- THE PROBLEM
Each line of the material, from the first through the one containing "pixel 75 83", is to be written out exactly.

INPUT FOR THIS TASK: Begin

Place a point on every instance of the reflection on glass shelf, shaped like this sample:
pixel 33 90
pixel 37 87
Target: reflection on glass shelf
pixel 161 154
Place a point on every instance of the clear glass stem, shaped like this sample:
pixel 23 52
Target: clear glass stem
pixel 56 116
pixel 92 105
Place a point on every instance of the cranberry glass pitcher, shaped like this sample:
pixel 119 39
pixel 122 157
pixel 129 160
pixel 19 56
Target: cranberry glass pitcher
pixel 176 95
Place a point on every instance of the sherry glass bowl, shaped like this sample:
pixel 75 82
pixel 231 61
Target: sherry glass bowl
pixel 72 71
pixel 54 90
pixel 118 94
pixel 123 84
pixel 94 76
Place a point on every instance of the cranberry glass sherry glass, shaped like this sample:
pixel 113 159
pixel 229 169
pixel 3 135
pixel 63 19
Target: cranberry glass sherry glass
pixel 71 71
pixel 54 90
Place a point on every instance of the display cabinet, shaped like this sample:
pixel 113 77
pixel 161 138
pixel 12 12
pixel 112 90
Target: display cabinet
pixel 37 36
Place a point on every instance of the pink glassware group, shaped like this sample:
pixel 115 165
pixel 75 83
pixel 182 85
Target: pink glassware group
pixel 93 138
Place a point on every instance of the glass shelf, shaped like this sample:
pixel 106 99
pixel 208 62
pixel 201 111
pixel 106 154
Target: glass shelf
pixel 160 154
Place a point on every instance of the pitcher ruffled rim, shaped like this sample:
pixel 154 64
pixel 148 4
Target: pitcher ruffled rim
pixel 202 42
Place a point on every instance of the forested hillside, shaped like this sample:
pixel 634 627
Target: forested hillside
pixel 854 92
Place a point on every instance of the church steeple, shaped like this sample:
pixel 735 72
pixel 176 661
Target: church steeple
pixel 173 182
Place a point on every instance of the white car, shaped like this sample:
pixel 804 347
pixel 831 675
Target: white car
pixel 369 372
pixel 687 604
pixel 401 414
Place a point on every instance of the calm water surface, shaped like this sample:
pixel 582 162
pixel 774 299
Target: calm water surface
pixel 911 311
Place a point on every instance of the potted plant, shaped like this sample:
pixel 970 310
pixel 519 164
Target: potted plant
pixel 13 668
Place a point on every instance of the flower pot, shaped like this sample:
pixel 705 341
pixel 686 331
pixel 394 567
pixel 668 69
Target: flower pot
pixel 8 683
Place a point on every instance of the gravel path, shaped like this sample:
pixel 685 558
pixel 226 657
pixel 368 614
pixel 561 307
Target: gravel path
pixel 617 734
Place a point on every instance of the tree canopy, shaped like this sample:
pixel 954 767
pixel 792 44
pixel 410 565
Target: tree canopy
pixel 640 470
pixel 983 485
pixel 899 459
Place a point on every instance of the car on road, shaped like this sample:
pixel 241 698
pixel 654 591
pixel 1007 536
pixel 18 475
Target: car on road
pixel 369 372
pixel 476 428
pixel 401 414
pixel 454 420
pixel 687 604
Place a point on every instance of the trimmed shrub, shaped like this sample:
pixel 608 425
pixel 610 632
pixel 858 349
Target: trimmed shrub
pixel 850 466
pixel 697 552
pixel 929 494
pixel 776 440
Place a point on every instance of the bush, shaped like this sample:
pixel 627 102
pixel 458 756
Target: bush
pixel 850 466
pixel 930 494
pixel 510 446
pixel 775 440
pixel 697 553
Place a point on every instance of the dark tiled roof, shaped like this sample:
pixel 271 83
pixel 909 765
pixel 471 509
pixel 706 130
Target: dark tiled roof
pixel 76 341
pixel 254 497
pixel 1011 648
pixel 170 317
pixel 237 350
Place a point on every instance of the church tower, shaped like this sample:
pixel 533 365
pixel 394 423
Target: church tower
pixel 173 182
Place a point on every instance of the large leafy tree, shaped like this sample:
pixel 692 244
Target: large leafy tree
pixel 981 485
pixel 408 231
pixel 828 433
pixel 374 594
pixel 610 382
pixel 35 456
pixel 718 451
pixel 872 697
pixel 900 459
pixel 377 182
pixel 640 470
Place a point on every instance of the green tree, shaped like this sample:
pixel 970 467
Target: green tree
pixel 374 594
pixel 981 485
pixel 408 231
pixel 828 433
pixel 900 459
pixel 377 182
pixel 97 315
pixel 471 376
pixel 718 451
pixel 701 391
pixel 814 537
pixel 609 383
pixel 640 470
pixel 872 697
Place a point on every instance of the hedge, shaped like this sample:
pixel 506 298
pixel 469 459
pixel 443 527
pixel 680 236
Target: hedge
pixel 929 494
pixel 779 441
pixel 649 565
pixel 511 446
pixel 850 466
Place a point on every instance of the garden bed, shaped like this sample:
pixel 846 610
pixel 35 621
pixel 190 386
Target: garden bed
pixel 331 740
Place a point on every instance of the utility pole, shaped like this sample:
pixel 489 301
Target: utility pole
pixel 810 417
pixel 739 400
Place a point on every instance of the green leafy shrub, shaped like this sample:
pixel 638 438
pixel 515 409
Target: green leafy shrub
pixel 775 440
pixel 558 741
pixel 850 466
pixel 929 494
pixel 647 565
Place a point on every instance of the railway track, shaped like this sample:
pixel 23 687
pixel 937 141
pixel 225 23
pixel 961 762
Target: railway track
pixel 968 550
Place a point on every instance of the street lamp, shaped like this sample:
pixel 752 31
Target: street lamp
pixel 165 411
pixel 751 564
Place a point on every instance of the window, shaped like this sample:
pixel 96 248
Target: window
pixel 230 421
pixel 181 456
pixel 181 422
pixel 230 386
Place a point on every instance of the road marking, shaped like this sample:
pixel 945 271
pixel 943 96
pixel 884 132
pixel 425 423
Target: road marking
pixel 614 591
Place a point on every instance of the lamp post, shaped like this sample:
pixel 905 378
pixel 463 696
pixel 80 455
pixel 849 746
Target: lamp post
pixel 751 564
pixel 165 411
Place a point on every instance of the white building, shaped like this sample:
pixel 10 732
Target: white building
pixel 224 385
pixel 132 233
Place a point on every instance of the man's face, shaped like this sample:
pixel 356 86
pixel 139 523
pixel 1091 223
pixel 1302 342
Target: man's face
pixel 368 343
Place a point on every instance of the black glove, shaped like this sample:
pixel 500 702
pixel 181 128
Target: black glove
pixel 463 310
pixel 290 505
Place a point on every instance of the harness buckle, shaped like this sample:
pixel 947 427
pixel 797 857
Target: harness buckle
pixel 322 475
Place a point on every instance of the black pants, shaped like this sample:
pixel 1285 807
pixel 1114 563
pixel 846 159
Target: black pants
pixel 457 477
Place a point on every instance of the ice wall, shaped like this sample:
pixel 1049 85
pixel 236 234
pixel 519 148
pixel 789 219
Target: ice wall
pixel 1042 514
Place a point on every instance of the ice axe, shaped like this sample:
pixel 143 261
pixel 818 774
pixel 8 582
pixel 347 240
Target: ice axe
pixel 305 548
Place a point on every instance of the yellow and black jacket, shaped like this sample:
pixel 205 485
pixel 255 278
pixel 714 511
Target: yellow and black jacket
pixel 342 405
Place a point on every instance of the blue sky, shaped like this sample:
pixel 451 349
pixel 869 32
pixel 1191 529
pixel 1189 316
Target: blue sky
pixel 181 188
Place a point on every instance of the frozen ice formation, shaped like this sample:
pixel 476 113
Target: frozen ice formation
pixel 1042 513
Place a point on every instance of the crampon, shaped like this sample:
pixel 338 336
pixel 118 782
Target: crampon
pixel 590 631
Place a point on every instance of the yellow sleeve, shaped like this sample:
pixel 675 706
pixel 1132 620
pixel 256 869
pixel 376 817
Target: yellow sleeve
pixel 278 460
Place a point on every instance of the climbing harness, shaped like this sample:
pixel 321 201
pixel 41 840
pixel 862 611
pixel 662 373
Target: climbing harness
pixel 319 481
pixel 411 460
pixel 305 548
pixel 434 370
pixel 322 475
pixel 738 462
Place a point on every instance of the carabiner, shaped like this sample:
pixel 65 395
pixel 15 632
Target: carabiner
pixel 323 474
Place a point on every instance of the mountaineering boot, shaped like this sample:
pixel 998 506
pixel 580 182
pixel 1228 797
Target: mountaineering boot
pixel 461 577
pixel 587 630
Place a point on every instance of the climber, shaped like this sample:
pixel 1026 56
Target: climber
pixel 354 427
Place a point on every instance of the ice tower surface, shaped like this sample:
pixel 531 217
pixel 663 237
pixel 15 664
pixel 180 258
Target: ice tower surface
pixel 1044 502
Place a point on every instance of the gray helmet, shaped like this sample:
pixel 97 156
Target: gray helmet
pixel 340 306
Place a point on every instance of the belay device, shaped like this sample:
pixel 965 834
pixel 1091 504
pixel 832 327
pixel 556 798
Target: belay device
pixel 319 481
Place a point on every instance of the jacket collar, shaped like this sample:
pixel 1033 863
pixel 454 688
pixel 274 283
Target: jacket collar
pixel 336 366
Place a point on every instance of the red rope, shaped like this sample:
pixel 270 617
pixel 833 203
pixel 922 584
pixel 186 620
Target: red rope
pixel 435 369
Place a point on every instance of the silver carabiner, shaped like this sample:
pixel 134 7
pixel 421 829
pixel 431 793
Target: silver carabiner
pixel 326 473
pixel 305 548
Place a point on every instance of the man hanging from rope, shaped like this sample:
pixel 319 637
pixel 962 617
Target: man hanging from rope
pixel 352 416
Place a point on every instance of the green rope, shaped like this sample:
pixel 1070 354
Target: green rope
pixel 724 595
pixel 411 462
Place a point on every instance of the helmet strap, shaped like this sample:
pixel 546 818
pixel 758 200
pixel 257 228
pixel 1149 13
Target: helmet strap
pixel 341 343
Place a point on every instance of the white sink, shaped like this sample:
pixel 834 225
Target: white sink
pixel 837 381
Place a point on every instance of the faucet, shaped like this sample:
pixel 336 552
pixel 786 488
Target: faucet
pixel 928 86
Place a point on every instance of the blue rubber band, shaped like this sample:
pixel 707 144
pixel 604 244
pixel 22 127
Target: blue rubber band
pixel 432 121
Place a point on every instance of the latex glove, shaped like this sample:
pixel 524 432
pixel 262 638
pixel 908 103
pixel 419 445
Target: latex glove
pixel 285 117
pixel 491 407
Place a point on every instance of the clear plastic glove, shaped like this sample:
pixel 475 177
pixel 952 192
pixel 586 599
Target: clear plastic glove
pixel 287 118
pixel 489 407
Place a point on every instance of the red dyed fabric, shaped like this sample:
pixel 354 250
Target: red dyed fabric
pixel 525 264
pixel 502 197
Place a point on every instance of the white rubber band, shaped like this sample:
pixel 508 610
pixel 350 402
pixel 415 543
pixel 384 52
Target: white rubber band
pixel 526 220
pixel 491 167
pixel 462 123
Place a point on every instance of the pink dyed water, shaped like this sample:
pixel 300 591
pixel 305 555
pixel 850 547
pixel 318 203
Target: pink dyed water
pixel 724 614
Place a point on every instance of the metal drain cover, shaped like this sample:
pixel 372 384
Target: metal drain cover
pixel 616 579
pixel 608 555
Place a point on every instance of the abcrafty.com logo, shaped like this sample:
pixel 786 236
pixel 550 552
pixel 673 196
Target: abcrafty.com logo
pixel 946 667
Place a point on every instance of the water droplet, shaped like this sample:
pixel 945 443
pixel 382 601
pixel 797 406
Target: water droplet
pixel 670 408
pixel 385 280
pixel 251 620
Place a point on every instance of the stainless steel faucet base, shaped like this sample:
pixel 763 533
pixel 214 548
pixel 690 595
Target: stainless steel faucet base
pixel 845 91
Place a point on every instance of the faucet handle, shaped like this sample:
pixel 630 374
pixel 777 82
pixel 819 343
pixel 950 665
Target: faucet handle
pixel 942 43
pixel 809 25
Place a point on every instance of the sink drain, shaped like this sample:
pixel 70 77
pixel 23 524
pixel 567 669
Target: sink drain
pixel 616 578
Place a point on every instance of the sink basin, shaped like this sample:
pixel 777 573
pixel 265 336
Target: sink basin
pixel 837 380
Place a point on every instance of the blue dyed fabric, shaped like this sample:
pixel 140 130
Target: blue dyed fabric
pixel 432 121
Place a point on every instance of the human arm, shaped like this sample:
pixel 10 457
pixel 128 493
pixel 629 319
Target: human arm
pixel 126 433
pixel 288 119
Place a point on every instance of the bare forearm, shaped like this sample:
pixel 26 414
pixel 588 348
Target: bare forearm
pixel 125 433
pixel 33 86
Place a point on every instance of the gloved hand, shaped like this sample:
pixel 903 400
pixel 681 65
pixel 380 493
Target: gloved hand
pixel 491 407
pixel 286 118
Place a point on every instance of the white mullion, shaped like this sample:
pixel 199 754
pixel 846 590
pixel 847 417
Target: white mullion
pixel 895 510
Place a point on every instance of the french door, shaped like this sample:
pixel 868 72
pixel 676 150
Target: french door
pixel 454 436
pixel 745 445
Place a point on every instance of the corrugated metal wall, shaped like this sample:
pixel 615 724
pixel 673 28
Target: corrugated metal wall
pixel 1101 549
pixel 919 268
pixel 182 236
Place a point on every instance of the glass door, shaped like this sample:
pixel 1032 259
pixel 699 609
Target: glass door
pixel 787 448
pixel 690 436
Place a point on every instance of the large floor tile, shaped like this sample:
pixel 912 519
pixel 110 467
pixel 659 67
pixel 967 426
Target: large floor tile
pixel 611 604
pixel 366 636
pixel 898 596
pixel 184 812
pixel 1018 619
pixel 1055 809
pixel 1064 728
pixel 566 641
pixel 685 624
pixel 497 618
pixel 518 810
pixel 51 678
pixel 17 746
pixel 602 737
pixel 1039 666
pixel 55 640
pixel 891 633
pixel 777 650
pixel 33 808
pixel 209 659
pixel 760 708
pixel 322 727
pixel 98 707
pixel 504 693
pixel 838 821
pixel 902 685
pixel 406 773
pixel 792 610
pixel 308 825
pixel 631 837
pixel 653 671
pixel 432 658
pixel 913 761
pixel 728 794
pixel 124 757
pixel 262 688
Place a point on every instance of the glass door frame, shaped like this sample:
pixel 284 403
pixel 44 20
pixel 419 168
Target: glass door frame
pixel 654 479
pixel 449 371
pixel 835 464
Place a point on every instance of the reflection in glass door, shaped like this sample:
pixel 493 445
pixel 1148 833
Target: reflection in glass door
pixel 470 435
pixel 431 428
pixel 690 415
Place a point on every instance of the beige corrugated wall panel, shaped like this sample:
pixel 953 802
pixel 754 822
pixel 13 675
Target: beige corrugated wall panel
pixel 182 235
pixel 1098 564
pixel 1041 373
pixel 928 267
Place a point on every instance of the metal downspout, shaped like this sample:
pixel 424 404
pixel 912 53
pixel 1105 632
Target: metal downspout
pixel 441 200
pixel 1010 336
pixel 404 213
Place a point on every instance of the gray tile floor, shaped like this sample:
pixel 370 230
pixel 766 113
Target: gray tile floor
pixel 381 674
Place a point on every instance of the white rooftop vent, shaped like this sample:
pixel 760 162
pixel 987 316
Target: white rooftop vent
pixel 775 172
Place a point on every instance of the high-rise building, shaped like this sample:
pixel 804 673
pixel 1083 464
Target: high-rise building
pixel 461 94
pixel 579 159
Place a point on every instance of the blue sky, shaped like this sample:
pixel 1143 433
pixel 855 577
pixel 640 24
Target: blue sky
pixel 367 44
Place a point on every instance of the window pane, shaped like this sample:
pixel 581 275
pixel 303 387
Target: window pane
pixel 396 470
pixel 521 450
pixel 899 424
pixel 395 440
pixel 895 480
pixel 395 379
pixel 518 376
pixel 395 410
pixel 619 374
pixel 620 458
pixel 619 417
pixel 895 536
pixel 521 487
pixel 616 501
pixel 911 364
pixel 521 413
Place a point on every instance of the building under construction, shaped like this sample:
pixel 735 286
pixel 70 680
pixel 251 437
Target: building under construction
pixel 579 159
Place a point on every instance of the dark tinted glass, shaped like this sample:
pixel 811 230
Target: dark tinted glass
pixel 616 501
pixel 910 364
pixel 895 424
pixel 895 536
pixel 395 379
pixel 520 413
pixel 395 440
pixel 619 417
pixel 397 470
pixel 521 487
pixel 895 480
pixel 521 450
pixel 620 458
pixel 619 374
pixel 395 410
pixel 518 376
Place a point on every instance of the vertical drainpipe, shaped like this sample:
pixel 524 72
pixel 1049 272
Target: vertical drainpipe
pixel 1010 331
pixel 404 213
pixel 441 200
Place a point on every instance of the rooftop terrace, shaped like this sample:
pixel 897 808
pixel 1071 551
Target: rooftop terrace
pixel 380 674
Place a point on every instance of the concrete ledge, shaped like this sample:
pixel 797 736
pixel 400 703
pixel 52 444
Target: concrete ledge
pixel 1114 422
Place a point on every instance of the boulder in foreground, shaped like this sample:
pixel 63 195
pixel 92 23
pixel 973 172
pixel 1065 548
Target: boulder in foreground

INPUT FOR THIS TASK: End

- YOUR SOLUTION
Place a point on every instance of the reflection on glass shelf, shaped like this sample:
pixel 33 90
pixel 37 87
Target: reflection on glass shelf
pixel 161 154
Place a point on every instance of the clear glass stem, shaped like this sample:
pixel 23 52
Target: clear glass stem
pixel 56 116
pixel 92 105
Place a point on every instance of the cranberry glass pitcher, shaped like this sample:
pixel 119 39
pixel 122 157
pixel 129 160
pixel 19 56
Target: cranberry glass pitcher
pixel 176 95
Place a point on every instance of the sherry glass bowl, shaped like this sample:
pixel 75 82
pixel 231 61
Target: sherry glass bowl
pixel 72 71
pixel 54 90
pixel 118 94
pixel 123 84
pixel 94 76
Place a point on every instance of the cranberry glass sherry glass, shaped like this sample:
pixel 113 159
pixel 229 169
pixel 3 135
pixel 63 19
Target: cranberry glass sherry glass
pixel 71 71
pixel 54 90
Place a point on every instance of the display cabinet, shaped like this sample:
pixel 113 77
pixel 161 138
pixel 12 12
pixel 112 90
Target: display cabinet
pixel 37 36
Place a point on every instance of the pink glassware group, shaped like this sample:
pixel 115 165
pixel 75 83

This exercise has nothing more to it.